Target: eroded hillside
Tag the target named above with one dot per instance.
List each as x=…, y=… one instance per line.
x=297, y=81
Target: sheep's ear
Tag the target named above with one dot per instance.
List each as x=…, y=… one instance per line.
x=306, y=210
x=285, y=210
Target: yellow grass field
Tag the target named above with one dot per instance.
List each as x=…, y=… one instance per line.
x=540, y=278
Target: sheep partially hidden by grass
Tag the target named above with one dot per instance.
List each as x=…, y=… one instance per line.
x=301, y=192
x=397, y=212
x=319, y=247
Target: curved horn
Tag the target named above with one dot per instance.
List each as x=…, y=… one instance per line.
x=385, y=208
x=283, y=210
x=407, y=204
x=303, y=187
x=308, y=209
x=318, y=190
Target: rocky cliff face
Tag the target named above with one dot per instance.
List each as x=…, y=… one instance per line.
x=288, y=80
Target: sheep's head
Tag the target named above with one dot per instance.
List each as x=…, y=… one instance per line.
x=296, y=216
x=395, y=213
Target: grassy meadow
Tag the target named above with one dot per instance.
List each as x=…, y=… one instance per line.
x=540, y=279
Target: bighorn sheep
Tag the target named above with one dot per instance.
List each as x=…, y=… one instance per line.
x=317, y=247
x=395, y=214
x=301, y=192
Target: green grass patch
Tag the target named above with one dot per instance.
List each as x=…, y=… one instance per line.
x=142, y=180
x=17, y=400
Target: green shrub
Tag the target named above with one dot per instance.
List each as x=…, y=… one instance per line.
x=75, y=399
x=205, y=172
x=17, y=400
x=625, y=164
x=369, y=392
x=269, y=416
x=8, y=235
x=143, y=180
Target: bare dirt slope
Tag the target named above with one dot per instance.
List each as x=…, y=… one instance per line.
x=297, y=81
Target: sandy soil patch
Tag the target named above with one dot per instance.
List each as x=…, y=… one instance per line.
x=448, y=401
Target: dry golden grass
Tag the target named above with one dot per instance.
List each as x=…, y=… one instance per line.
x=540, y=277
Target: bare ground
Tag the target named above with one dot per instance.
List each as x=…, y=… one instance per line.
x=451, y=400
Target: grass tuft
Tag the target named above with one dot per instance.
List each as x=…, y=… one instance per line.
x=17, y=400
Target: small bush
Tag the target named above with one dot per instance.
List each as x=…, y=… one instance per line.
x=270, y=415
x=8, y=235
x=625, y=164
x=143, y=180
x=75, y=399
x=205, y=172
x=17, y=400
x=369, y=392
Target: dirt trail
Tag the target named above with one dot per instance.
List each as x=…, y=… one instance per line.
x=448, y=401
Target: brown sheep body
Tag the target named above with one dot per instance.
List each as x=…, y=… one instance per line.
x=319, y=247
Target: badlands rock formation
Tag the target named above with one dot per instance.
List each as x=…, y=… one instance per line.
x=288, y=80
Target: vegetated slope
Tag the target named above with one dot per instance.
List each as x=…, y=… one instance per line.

- **WHAT YOU NEED TO DO**: The records above must be retyped in full. Keep each one exactly as it is.

- **WRITTEN REPLY**:
Target: eroded hillside
Tag the target named above with one dot per instance.
List each as x=…, y=… one instance per line.
x=297, y=81
Target: sheep's ear
Tag the target named above with one dot per instance.
List each as x=…, y=… one instance per line.
x=306, y=210
x=285, y=210
Target: yellow grass field
Tag the target named above with one dot per instance.
List each as x=…, y=… one instance per line.
x=540, y=278
Target: sheep partially hidden by grass
Tag the target named above with one dot per instance.
List each as x=…, y=… one instance per line.
x=301, y=192
x=397, y=212
x=319, y=247
Target: curved horn
Tag the target named above with one dot per instance.
List each as x=…, y=… one instance per line.
x=385, y=208
x=283, y=210
x=407, y=204
x=303, y=187
x=308, y=209
x=318, y=190
Target: rocky cliff face
Tag the target named above with one dot per instance.
List each as x=…, y=… one instance per line.
x=288, y=80
Target: sheep's head
Tag the target named above with one dot per instance.
List each as x=…, y=… one instance per line.
x=296, y=216
x=395, y=213
Target: grassy meadow
Tag the target named above with one dot per instance.
List each as x=…, y=… one instance per line.
x=540, y=279
Target: bighorn sheep
Tag the target named above with one dot per instance.
List each as x=…, y=… one instance per line.
x=317, y=247
x=395, y=214
x=301, y=192
Target: green grass patch
Tag the target named above with one dot per instance.
List each as x=…, y=… one instance per line.
x=142, y=180
x=17, y=400
Target: green shrub
Tag the target named above with one dot per instance.
List each as x=…, y=… one instance per line.
x=75, y=399
x=205, y=172
x=17, y=400
x=625, y=164
x=369, y=392
x=269, y=416
x=8, y=235
x=143, y=180
Target: bare dirt slope
Tag the target named above with one dot per instance.
List each as x=…, y=… one instance per line.
x=297, y=81
Target: sandy soil patch
Tag the target named above with one dot per instance.
List each as x=…, y=… one instance per line.
x=448, y=401
Target: dry golden grass
Tag the target named above with one dot per instance.
List each as x=…, y=… one instance per line.
x=540, y=277
Target: bare ground
Tag the target named above with one dot per instance.
List each as x=…, y=… one instance per line.
x=451, y=400
Target: grass tuft
Tag the target named above with one dot per instance.
List each as x=…, y=… one instance per line.
x=17, y=400
Target: small bush
Tag the target named above with one dot per instance.
List each as x=…, y=… one instance per line.
x=270, y=415
x=8, y=235
x=625, y=164
x=143, y=180
x=75, y=399
x=205, y=172
x=17, y=400
x=369, y=392
Target: dirt trail
Tag the target named above with one dot per instance.
List each as x=…, y=… one instance per line.
x=448, y=401
Target: brown sheep body
Tag the target named above with one dot per instance.
List each as x=…, y=… one instance per line.
x=319, y=247
Target: badlands rock formation
Tag the target named above with one dot per instance.
List each as x=…, y=… one instance per line.
x=288, y=80
Target: vegetated slope
Tag the target named above with one dot per instance.
List each as x=…, y=… one instance per line.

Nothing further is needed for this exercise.